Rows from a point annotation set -

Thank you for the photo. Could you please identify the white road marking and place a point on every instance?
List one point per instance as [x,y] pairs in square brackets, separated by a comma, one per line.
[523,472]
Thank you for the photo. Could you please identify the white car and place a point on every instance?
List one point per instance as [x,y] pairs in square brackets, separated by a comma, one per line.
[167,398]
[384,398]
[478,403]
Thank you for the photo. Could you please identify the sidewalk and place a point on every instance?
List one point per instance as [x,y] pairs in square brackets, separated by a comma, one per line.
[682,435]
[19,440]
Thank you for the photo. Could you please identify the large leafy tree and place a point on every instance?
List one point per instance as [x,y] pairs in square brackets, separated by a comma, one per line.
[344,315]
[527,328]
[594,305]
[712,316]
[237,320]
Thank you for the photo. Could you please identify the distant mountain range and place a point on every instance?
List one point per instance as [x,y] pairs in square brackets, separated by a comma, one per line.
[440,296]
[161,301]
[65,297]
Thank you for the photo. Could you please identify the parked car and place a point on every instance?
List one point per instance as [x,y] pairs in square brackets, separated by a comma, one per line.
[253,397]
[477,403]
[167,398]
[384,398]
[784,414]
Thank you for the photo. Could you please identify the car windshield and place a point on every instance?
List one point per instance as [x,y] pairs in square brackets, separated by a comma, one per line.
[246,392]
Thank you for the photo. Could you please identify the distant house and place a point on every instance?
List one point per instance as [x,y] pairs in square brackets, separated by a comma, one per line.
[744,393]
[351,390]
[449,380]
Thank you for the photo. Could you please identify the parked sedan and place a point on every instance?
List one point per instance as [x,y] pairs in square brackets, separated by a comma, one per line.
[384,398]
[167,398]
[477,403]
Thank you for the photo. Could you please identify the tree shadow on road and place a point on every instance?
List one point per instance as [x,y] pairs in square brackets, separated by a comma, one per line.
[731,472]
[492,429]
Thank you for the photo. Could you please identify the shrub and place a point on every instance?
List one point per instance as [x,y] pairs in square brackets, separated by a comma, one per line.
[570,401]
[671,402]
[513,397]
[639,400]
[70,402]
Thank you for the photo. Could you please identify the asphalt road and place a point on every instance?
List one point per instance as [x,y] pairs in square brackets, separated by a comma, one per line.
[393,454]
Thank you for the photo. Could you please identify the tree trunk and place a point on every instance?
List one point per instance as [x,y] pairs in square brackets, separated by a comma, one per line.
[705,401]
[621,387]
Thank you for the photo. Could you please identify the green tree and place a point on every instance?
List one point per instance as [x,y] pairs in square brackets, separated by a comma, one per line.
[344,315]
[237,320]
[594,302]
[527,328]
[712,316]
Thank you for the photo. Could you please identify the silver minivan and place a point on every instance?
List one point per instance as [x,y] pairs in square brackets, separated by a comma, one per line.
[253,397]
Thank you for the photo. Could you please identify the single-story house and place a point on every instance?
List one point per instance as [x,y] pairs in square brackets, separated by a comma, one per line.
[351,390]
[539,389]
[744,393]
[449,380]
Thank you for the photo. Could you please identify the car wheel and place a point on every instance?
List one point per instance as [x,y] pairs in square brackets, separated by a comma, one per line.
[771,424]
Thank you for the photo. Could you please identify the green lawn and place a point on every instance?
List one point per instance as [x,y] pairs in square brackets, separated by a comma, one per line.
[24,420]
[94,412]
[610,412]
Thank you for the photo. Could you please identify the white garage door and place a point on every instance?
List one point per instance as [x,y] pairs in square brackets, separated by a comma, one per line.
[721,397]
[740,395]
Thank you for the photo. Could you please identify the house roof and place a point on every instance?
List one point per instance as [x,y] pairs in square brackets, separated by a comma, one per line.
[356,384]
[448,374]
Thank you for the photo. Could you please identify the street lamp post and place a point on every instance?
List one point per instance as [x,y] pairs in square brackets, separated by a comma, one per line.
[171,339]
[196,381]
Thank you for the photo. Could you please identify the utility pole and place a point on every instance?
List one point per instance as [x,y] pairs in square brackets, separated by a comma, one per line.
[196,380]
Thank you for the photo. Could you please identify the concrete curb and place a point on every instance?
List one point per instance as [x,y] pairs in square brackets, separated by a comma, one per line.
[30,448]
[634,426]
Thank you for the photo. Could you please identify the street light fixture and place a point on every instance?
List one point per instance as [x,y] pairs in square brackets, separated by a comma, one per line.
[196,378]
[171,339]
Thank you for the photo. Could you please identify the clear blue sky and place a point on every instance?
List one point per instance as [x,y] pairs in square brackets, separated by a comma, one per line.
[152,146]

What you need to do - Put every row above into a numbered list, leaving out any blank lines.

Final result -
1. Thank you for the photo. Could you please identify the white road marking and place a point on every instance?
2. List one point per instance as [x,y] pairs in square brackets, separated by a comma, one per line.
3. [523,472]
4. Thank you for the photo. Could you please identify the white car and place a point on every instance?
5. List one point per instance as [x,y] pairs in square brackets, separated by a comma, one per line.
6. [167,398]
7. [384,398]
8. [478,403]
9. Thank you for the photo. Could you please identify the sidewalk and place a point on every instance?
10. List one point per instance as [x,y] pairs in square brackets, separated by a comma, one per line.
11. [682,435]
12. [19,440]
13. Thank you for the photo. Could you please identify the large leafy tree and place a point on every instance?
14. List one point per instance as [x,y] pairs in square brackets, separated by a comma, one per line.
15. [344,315]
16. [527,328]
17. [594,305]
18. [712,316]
19. [237,320]
20. Thank you for the photo. Could you please identify the distant mountain range and place a point on every instance?
21. List one point per instance as [x,y] pairs in square brackets, separated by a comma, one per line.
22. [440,296]
23. [161,301]
24. [65,297]
25. Thank you for the photo. Could you please identify the parked car and place a point on every instance?
26. List one point per instance as [x,y] pairs in square brackets, separated by a comma, one per line.
27. [253,397]
28. [477,403]
29. [167,398]
30. [384,398]
31. [784,414]
32. Thank you for the photo. Could you please identify the car windshield and place a point on every instance?
33. List one point per instance as [x,y] pairs in square brackets, separated by a comma, one per line.
34. [246,392]
35. Thank you for the photo. Could you please identify the distant house and place a point on every instance?
36. List one point per instance as [x,y] pairs in square brackets, separated by a comma, one per line.
37. [744,393]
38. [351,390]
39. [449,380]
40. Thank you for the photo. Could you please identify the parked sedan and place a point on every instance?
41. List one point per instance as [x,y] pairs in square brackets, separated by a comma, one per line.
42. [384,398]
43. [167,398]
44. [477,403]
45. Thank you for the photo. Could you please identify the tree shadow on road and place a point on every instance?
46. List one point per instance as [x,y] pairs in square brackets, separated by a comma, one per line.
47. [731,472]
48. [492,429]
49. Thank you for the photo. Could you please identify the shrub and place a point on every instance?
50. List one point per instance as [x,y] pairs in square brackets, separated by a comma, one per line.
51. [570,401]
52. [671,402]
53. [513,397]
54. [639,400]
55. [70,402]
56. Thank you for the photo. Could you please identify the asphalt road and place a point on every instance?
57. List one point per instance as [x,y] pairs in square brackets, separated by a comma, one per line.
58. [393,454]
59. Thank you for the photo. Could you please identify the tree trunk and place a point on every instance?
60. List one point per instance as [x,y] pairs in square brackets, separated by a comma, one per line.
61. [705,401]
62. [621,387]
63. Thank you for the photo. Could you please identify the green tree and place a point on every instance?
64. List one point per instance as [x,y] pairs in square brackets, separated by a comma, one per line.
65. [344,315]
66. [237,320]
67. [594,302]
68. [527,328]
69. [712,316]
70. Thank you for the photo. Could you please identify the silver minivan and place a point on every instance?
71. List one point per instance as [x,y] pairs in square brackets, separated by a comma, one per line.
72. [253,397]
73. Thank you for the photo. Could you please identify the single-story house and place a point on every instance?
74. List one point per instance as [x,y] pairs in square brackets, separated by a comma, one per line.
75. [351,390]
76. [539,389]
77. [744,393]
78. [449,380]
79. Thank you for the photo. Could you please identify the car wheel and place a point on every instance?
80. List one point per instance as [x,y] pairs in square brackets, separated by a comma, one per line.
81. [771,424]
82. Thank you for the photo. Could you please identify the green lawn and place a point on every instance?
83. List one point per instance as [x,y] pairs in square brackets, separated by a comma, one per line.
84. [24,420]
85. [94,412]
86. [610,412]
87. Thank you for the photo. Could you please identify the white garage door and place a point on every instance?
88. List one point per instance as [x,y] pairs in square brackets, separated by a comma, one per line.
89. [721,397]
90. [740,395]
91. Thank you for the photo. Could you please identify the house roof and place a point on every instance?
92. List one point per instance as [x,y] pairs in square brackets, separated by a comma, one per line.
93. [356,384]
94. [448,374]
95. Thank you for the photo. Could you please identify the street lamp post and place a point on every instance?
96. List one point per instance as [x,y] pairs in square brackets, separated by a comma, one per line.
97. [171,339]
98. [196,381]
99. Thank you for the photo. Could you please identify the utility pole and place a point on every instance?
100. List one point per instance as [x,y] pairs in square brackets, separated by a comma, one per line.
101. [196,380]
102. Thank you for the photo. Could you please identify the concrete curb and place a point on every instance?
103. List one point per instance as [x,y] pairs in square brackets, separated by a comma, one per line.
104. [30,448]
105. [634,426]
106. Thank you for the photo. Could you please identify the street light fixture and place a point on every instance?
107. List one point per instance as [x,y] pairs in square brackets, separated by a comma, one per line.
108. [196,378]
109. [171,339]
110. Thank you for the photo. Could you please identify the clear blue sky and place a point on every instance?
111. List one point per instance as [x,y] pairs in square brackets, separated by a comma, one per line.
112. [152,146]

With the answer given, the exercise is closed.